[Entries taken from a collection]
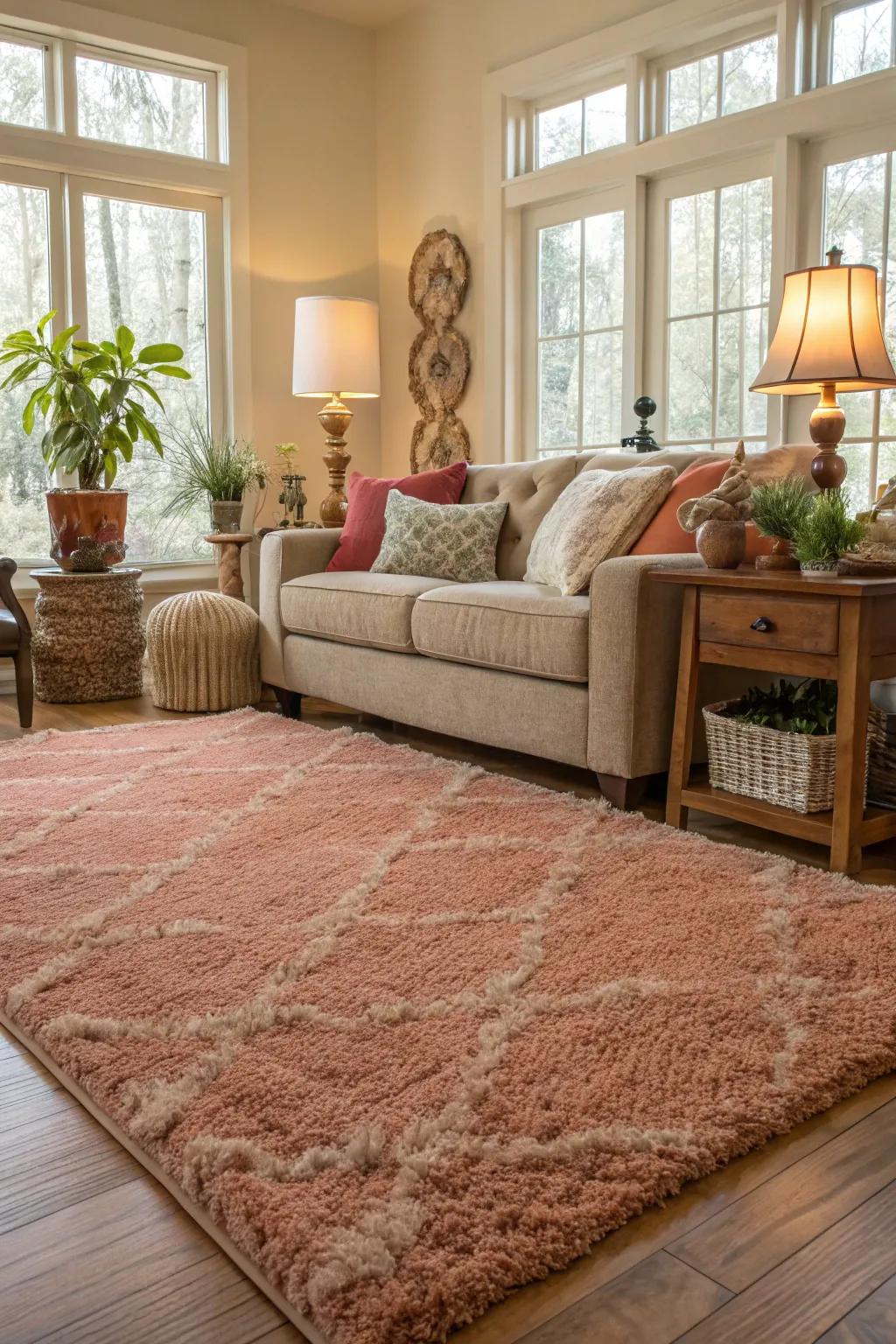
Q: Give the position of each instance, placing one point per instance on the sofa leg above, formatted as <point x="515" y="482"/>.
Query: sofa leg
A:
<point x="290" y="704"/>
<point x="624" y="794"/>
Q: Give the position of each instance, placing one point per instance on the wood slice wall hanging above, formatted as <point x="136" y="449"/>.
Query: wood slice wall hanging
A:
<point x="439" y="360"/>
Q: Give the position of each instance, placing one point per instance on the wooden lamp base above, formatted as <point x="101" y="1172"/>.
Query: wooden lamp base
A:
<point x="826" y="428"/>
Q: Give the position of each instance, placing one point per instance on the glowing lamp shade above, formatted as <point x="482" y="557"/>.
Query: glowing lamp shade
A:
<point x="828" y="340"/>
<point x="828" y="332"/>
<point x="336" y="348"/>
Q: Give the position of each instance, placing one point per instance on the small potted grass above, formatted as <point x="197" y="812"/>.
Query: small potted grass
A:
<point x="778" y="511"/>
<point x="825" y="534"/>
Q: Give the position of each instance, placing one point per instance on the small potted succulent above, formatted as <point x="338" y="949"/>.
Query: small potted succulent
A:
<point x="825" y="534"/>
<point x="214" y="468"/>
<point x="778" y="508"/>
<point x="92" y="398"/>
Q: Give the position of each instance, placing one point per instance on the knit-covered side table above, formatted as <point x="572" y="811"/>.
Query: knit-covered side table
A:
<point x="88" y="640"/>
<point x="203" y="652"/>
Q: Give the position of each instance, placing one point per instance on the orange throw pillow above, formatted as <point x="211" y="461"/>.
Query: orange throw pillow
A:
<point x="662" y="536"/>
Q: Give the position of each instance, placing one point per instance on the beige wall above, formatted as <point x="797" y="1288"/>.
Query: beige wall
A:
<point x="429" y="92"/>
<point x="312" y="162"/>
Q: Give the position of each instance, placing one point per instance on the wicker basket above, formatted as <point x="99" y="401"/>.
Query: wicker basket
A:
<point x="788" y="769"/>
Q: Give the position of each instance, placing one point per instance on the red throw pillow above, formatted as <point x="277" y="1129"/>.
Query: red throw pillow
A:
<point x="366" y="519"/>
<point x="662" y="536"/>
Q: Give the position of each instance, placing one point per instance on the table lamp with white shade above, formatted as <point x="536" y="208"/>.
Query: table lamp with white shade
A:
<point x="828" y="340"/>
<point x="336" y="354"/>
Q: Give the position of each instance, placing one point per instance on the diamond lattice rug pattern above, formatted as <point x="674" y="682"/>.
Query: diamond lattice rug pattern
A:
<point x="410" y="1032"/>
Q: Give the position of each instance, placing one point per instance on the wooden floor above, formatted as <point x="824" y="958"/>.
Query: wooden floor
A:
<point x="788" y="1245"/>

==

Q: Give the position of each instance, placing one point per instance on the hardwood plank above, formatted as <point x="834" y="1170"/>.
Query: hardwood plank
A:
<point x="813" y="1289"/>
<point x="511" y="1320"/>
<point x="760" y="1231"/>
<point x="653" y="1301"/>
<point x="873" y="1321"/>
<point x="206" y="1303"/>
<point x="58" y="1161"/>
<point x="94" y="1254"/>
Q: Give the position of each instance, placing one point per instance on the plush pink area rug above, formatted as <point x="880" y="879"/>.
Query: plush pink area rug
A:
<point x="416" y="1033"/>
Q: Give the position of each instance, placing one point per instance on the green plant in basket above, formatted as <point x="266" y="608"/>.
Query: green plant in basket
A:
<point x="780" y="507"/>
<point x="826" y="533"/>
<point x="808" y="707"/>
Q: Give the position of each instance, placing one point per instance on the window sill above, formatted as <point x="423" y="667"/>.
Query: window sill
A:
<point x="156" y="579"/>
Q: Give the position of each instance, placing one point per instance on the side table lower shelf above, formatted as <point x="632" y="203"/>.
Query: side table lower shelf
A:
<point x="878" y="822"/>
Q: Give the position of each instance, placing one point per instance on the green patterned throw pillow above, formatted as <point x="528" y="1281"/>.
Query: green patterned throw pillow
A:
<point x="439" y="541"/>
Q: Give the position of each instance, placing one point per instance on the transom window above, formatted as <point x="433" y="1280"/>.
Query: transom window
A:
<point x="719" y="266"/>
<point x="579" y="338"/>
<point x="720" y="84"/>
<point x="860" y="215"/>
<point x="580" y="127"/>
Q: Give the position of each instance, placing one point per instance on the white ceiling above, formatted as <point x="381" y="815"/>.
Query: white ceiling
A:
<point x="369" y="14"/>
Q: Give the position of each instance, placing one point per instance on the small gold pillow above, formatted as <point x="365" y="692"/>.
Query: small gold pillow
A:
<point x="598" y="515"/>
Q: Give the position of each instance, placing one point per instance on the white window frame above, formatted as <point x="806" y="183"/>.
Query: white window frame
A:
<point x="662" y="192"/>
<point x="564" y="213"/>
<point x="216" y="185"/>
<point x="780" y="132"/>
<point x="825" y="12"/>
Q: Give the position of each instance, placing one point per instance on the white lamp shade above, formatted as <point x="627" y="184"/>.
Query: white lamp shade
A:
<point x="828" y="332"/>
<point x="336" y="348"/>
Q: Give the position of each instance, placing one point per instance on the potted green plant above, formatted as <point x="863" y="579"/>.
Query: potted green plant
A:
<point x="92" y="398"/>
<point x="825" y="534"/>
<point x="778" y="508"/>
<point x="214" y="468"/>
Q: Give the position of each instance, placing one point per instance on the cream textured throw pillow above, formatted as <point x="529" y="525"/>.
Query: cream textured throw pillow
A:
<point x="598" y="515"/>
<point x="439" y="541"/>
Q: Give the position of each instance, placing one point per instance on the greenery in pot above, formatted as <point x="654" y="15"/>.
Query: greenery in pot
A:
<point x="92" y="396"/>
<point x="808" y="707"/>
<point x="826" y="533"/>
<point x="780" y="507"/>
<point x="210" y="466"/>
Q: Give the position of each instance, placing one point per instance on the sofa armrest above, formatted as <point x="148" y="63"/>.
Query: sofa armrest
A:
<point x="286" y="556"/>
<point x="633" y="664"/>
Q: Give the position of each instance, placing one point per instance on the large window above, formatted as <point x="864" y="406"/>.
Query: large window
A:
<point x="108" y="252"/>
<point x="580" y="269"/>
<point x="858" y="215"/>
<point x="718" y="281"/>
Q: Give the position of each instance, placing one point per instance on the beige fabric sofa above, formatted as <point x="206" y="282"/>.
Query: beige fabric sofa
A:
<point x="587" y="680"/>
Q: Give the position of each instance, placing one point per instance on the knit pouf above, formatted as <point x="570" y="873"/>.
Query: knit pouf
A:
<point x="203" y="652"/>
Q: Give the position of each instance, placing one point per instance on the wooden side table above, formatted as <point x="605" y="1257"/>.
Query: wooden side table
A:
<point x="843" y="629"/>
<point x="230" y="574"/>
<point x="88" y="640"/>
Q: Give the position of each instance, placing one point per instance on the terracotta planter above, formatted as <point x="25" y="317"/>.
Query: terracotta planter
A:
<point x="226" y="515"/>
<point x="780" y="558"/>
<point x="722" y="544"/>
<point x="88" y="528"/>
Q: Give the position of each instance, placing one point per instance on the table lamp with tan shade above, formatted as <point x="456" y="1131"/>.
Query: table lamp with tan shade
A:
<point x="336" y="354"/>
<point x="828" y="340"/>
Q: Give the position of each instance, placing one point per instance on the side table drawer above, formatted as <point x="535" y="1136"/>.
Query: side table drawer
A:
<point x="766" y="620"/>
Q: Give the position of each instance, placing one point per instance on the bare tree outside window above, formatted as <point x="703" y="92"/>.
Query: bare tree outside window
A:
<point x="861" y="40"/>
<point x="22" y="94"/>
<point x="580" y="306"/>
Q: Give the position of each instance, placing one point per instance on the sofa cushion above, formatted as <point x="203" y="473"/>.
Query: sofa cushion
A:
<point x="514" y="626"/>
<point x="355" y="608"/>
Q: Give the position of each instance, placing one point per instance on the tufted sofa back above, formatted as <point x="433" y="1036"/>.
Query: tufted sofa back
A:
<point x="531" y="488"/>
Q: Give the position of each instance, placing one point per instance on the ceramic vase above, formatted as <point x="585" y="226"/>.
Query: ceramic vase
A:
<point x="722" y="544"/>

---

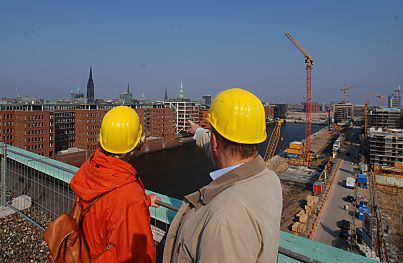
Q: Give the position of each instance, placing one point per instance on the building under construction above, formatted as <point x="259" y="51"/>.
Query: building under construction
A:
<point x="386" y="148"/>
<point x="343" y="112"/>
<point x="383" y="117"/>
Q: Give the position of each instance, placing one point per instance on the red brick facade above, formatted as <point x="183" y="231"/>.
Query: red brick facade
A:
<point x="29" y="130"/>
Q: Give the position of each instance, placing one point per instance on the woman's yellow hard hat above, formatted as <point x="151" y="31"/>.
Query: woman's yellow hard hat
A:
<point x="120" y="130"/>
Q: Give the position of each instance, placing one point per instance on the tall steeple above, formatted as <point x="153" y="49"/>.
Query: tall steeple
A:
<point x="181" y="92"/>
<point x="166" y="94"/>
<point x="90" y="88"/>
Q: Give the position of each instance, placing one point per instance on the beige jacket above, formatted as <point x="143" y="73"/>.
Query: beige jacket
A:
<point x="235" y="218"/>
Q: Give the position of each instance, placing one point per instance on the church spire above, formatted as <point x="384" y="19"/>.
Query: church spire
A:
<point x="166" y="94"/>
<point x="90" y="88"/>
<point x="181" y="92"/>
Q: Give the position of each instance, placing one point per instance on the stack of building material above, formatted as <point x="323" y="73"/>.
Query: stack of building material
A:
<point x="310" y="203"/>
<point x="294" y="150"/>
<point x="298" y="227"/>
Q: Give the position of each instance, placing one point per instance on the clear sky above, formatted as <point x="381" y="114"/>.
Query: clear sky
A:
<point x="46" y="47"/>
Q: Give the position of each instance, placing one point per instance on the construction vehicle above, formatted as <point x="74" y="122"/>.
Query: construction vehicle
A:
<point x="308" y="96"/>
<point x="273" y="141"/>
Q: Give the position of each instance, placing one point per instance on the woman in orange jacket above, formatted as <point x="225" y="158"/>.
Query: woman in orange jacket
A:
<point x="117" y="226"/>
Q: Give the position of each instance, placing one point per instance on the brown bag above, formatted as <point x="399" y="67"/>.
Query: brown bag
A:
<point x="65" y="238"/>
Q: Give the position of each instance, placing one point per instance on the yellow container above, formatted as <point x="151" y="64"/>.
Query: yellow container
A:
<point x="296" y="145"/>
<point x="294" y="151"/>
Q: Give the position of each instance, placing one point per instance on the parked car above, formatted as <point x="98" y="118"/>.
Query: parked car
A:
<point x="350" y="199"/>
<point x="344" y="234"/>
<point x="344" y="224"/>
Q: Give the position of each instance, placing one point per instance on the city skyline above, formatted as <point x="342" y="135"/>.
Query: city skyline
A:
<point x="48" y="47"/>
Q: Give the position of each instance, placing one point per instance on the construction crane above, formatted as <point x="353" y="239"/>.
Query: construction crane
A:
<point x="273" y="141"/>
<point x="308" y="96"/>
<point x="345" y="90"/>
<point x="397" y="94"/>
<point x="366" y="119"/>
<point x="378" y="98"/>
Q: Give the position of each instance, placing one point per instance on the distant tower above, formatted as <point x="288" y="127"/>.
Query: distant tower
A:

## YOUR OBJECTIVE
Give back exactly the lines above starting at the line where "the wooden side" appears and ending at the line where "on the bare" appears, both included, with no other lines.

## RESPONSE
Q: Give the position of each instance, placing one point per instance on the wooden side table above, formatted as <point x="605" y="1257"/>.
Query: wooden side table
A:
<point x="843" y="629"/>
<point x="230" y="574"/>
<point x="88" y="640"/>
Q: Give the position of each instance, placing one point per instance on the terracotta planter above, formatted as <point x="25" y="317"/>.
Query: terracotta planter
A:
<point x="226" y="515"/>
<point x="780" y="558"/>
<point x="722" y="544"/>
<point x="88" y="528"/>
Q: Give the position of each instance, placing one point per instance on the table lamp with tan shade above, formatted as <point x="456" y="1131"/>.
Query: table lamp with tan shade
A:
<point x="336" y="354"/>
<point x="828" y="340"/>
Q: Give the position of each instance, placing one point per instance on the side table drawer above, formatted as <point x="535" y="1136"/>.
Query: side table drawer
A:
<point x="766" y="620"/>
Q: Give the position of each instance, placing one point per instance on the bare tree outside window above, formatted as <point x="703" y="92"/>.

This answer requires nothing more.